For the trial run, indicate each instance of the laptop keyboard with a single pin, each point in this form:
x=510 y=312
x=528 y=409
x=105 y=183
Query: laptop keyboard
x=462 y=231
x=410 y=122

### Given instruction
Please write out all of the lines above again, requests included, shifting each coordinate in the answer points by -67 and leaving every other number unchanged.

### Result
For the trial run, indicate each instance of the laptop keyboard with a single pin, each point in this form:
x=510 y=312
x=528 y=409
x=105 y=183
Query: laptop keyboard
x=395 y=164
x=343 y=55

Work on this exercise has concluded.